The exercise >> Write the entries below out again exactly; any picture in them stays out.

======

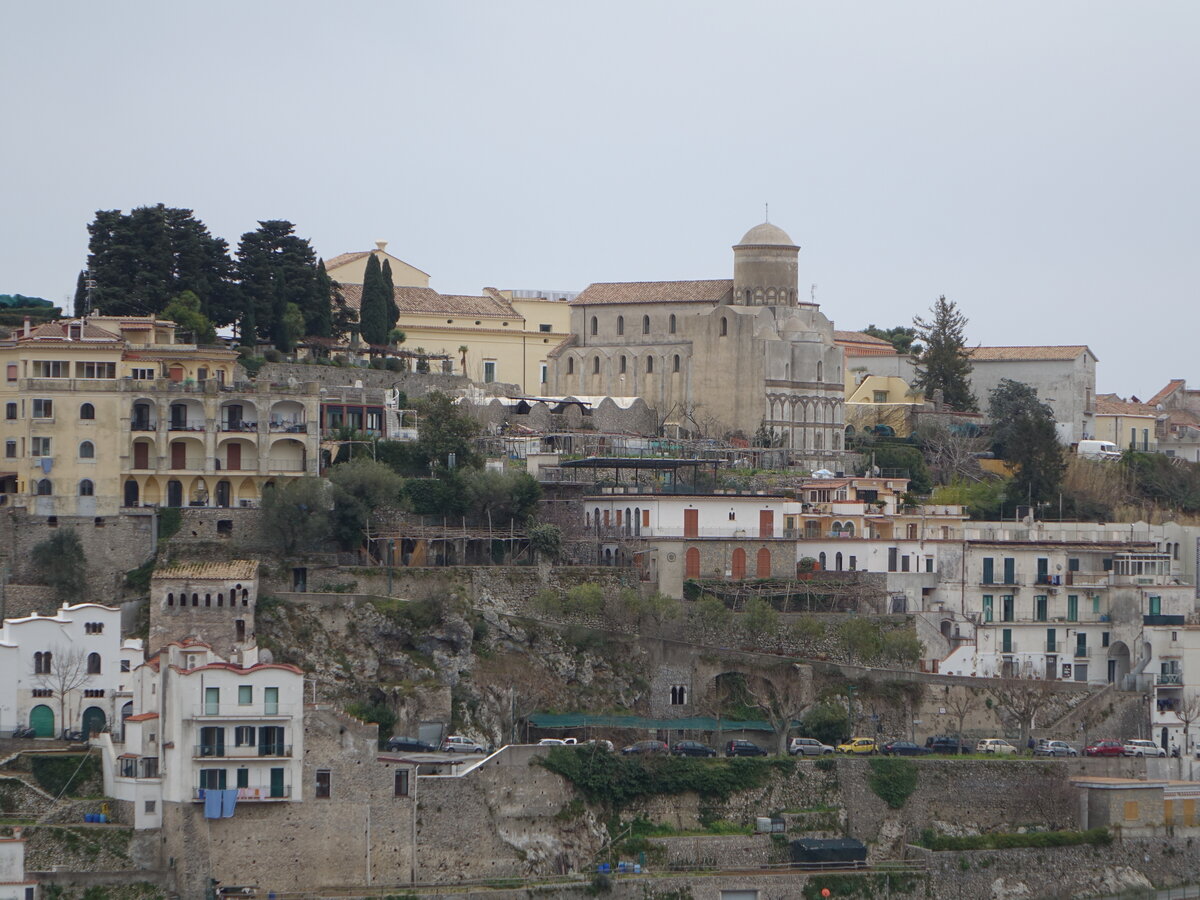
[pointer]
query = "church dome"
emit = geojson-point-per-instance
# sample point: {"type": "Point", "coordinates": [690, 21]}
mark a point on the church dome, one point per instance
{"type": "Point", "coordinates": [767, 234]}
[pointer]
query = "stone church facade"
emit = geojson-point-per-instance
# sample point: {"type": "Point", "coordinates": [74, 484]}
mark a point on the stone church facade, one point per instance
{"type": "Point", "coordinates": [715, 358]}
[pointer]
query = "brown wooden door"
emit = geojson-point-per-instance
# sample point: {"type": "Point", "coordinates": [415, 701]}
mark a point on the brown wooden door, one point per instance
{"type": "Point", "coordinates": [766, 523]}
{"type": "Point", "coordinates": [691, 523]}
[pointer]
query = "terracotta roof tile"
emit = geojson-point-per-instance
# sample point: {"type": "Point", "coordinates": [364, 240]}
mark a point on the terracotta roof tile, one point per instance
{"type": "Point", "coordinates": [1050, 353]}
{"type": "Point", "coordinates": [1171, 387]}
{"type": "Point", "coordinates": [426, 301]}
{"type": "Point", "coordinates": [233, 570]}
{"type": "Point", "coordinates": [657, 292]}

======

Full answer >>
[pointer]
query = "church dome"
emit = geojson-point-per-instance
# sample point: {"type": "Point", "coordinates": [690, 21]}
mark a point on the church dome, one point per instance
{"type": "Point", "coordinates": [767, 234]}
[pointer]
query = "stone church facade"
emit = geojson-point-per-instance
# sample point: {"type": "Point", "coordinates": [74, 484]}
mark a point on the stone church facade, one point per instance
{"type": "Point", "coordinates": [715, 358]}
[pointer]
query = "brown wooden door"
emit = geojson-point-per-instance
# sample point: {"type": "Point", "coordinates": [415, 701]}
mark a point on the brown wooden door, one point per instance
{"type": "Point", "coordinates": [766, 523]}
{"type": "Point", "coordinates": [691, 523]}
[pointer]
query = "terracotta roof tile"
emit = geojson-point-per-instance
# sample point: {"type": "Point", "coordinates": [364, 240]}
mark a point on the terracotta roof tile, one point per instance
{"type": "Point", "coordinates": [1050, 353]}
{"type": "Point", "coordinates": [1171, 387]}
{"type": "Point", "coordinates": [426, 301]}
{"type": "Point", "coordinates": [233, 570]}
{"type": "Point", "coordinates": [657, 292]}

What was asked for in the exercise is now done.